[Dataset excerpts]
......
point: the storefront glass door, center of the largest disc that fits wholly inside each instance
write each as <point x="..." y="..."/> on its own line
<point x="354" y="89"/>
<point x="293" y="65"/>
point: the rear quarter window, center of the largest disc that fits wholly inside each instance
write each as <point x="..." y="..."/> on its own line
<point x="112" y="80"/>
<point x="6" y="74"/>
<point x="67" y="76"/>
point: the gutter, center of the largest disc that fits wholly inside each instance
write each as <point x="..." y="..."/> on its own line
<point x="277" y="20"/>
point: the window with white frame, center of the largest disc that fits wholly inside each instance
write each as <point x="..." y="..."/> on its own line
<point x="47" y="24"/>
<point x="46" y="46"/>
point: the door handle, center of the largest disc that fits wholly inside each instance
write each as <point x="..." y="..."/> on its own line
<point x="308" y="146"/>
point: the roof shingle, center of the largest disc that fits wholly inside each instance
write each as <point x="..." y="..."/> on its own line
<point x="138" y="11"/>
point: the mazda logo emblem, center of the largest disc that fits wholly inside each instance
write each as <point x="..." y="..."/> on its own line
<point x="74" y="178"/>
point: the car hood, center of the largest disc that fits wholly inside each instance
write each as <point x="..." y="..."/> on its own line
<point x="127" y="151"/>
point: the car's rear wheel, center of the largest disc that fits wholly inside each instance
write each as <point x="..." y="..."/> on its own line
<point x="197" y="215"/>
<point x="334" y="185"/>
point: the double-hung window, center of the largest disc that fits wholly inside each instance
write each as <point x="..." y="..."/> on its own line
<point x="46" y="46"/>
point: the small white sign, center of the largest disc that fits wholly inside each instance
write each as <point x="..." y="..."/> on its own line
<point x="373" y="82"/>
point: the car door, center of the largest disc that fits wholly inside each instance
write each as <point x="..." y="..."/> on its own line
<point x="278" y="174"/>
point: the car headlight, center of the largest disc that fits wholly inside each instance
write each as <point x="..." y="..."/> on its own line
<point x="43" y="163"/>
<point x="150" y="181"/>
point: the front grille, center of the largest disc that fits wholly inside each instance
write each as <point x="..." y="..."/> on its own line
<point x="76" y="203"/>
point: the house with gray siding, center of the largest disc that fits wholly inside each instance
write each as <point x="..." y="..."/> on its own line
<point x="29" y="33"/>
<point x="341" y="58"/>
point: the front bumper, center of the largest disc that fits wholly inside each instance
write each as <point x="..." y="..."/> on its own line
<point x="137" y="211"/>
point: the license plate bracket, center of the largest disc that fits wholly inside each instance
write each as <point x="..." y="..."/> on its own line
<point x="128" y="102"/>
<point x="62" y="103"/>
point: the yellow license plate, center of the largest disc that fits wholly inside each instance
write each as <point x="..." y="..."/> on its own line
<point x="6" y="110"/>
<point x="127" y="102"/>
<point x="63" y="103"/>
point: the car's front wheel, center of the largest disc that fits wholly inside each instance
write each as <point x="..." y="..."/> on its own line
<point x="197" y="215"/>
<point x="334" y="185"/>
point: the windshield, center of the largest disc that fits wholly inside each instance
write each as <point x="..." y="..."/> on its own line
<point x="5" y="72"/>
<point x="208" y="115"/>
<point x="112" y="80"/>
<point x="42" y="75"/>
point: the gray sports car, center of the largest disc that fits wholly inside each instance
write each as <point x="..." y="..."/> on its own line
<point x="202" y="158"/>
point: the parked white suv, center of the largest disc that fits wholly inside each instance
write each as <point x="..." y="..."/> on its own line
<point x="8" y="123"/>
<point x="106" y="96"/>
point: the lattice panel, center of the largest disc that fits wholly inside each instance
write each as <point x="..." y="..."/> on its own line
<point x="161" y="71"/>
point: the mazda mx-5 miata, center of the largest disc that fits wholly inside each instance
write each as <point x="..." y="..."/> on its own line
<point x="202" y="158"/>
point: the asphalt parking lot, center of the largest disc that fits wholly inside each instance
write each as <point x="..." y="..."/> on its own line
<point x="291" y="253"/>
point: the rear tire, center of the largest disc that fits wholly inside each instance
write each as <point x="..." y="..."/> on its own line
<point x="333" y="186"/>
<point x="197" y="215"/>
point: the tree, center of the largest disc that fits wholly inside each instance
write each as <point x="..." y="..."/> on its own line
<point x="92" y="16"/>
......
Exercise brief:
Above are the records; from them, give again exactly the lines from the one containing "point: the house" to the one containing "point: the gray", both lines included, and nothing more.

Solution:
point: the house with gray siding, center of the largest disc that fits wholly inside each instance
write each as <point x="..." y="..."/> on its own line
<point x="29" y="33"/>
<point x="341" y="58"/>
point: the front bumper, center of the largest disc that fits wholly inside each instance
write each as <point x="..." y="..."/> on its own line
<point x="137" y="211"/>
point: the license plate bracket, center of the largest disc that fits wholly inside each instance
write each as <point x="..." y="..."/> on its own line
<point x="128" y="102"/>
<point x="62" y="103"/>
point: the yellow license plate, center of the largest disc that fits wholly inside each instance
write each as <point x="..." y="..."/> on its own line
<point x="6" y="110"/>
<point x="127" y="102"/>
<point x="63" y="103"/>
point: the car's front wheel, center of the largest disc that fits wholly inside each instance
write each as <point x="..." y="..."/> on its own line
<point x="197" y="215"/>
<point x="334" y="185"/>
point: the windshield, center of the largest disc that fits wholly inside each instance
write each as <point x="..." y="..."/> on its own line
<point x="5" y="72"/>
<point x="208" y="115"/>
<point x="112" y="80"/>
<point x="42" y="75"/>
point: the gray sports car, center of the largest disc that fits wholly inside each instance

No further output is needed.